Reproduce exactly the lines below, starting with the line that contains "Can you see the right" and ending with the last line of the records, both included, and nothing else.

** Begin DATASET **

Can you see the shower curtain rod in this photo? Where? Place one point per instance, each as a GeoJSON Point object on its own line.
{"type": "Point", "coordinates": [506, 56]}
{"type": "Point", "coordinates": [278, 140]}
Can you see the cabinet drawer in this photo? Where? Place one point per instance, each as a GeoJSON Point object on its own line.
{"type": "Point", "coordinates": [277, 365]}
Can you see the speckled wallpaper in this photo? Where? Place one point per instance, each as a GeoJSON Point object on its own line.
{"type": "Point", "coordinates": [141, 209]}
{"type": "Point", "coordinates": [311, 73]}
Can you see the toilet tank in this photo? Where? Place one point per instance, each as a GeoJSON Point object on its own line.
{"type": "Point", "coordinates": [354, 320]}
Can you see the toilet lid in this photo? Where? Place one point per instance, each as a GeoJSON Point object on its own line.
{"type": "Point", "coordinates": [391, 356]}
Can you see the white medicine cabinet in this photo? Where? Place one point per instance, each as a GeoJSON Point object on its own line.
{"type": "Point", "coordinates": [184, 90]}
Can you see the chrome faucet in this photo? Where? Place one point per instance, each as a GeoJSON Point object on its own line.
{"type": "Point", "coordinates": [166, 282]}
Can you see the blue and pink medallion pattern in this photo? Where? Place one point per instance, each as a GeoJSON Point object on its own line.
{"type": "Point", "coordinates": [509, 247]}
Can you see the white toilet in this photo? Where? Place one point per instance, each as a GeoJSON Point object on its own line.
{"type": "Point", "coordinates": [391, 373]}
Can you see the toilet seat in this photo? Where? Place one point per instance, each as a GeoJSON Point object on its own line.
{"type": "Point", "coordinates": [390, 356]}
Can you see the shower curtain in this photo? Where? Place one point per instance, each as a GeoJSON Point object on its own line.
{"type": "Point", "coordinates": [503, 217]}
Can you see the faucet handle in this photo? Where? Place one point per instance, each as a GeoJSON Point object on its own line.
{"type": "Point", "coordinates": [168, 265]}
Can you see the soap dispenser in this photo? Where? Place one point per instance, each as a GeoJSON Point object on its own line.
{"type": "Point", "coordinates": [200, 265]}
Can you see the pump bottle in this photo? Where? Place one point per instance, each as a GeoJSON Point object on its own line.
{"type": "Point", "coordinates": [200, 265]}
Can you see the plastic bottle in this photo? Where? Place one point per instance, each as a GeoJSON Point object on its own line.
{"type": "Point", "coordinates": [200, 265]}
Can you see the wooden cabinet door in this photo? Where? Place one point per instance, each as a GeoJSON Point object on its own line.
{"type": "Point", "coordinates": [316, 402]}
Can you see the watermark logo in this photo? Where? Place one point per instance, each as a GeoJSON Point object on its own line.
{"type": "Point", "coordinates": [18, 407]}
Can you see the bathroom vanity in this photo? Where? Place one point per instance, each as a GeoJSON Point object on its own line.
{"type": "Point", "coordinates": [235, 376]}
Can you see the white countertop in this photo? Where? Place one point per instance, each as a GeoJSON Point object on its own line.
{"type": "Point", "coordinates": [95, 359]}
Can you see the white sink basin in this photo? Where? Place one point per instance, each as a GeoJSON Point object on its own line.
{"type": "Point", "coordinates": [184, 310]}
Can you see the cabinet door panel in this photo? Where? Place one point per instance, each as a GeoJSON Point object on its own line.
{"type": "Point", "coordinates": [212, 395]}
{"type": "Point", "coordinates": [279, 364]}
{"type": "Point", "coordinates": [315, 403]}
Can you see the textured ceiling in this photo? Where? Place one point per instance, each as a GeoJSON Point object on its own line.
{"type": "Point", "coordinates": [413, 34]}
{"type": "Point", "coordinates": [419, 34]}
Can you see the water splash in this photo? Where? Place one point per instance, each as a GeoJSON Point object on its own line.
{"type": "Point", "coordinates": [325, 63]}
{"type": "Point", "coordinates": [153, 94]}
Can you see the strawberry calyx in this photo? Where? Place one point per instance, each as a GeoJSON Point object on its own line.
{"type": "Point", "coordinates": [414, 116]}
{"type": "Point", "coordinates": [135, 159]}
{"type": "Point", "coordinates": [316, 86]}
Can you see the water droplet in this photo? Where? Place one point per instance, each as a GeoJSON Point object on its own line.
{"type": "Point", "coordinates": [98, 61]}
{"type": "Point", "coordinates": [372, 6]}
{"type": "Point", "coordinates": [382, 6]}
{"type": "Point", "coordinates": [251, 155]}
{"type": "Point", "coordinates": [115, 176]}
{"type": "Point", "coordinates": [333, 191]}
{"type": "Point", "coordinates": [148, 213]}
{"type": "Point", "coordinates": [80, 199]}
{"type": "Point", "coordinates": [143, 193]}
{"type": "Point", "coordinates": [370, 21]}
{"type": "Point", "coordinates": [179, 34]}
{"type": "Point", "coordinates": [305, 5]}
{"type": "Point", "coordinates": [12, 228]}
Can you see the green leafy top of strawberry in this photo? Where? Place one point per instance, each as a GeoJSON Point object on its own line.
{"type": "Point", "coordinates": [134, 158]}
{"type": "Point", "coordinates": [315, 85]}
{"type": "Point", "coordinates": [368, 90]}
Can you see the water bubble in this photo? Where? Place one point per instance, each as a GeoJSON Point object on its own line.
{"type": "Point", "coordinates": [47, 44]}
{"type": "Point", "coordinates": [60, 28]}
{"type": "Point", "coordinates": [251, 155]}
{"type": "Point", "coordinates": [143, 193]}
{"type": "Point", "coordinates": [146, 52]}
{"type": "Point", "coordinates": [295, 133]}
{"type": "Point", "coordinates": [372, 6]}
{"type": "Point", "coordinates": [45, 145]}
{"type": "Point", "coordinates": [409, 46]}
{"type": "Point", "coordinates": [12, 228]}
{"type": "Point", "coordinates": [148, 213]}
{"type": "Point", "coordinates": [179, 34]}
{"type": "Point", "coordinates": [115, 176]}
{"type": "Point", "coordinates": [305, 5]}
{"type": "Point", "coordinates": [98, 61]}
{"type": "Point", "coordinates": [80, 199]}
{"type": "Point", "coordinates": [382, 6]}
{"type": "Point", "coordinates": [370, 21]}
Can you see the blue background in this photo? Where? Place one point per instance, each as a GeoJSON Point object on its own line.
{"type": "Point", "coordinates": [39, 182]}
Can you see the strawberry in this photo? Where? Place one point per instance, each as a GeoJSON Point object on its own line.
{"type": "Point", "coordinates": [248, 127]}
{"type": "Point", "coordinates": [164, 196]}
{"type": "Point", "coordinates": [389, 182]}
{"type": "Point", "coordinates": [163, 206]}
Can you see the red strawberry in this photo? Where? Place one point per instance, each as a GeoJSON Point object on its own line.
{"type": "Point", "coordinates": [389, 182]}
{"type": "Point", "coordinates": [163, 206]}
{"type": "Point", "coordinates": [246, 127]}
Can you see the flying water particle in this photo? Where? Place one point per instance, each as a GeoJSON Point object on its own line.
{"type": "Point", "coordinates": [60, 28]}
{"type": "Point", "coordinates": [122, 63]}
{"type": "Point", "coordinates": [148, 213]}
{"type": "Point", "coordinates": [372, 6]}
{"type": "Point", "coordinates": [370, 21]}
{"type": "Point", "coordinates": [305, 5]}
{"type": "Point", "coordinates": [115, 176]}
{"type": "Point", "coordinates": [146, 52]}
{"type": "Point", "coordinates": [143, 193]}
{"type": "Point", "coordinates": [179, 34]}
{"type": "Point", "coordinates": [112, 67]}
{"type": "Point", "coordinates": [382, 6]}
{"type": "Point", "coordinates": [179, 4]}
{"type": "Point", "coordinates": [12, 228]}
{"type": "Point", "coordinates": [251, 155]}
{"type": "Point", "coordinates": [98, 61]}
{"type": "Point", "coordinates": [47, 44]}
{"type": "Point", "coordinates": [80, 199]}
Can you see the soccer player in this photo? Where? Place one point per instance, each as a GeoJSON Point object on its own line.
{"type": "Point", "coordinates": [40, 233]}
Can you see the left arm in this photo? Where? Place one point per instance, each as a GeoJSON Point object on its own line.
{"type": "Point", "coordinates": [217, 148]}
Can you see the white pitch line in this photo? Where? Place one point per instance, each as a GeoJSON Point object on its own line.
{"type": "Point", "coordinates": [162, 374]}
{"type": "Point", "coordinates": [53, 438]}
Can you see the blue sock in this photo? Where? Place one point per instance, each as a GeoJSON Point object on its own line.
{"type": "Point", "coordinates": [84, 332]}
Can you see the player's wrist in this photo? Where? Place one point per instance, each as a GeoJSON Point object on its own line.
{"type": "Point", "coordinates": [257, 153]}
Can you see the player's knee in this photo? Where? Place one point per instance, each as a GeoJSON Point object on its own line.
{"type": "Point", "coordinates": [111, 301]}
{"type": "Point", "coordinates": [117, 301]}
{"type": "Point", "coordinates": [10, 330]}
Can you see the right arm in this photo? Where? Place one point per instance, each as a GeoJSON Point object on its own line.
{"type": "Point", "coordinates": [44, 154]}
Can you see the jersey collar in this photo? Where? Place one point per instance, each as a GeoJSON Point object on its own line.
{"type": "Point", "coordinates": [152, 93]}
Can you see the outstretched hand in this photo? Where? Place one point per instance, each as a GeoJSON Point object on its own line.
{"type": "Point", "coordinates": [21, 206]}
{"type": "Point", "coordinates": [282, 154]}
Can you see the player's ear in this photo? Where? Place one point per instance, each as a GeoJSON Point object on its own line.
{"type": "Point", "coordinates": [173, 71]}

** End DATASET **

• IN RESPONSE
Can you see the right arm in this photo? Where? Place one point per instance, each as a GeoJSON Point object on its own line.
{"type": "Point", "coordinates": [44, 154]}
Can you see the jersey collar in this photo? Where? Place one point per instance, each as a GeoJSON Point object on its own line.
{"type": "Point", "coordinates": [152, 93]}
Can you see the outstretched hand in this photo? Where? Place one point per instance, each as a GeoJSON Point object on its own line.
{"type": "Point", "coordinates": [21, 206]}
{"type": "Point", "coordinates": [282, 154]}
Can you see the player's ear in this photo? Where? Place one point per instance, each as a GeoJSON Point object on its own line.
{"type": "Point", "coordinates": [173, 71]}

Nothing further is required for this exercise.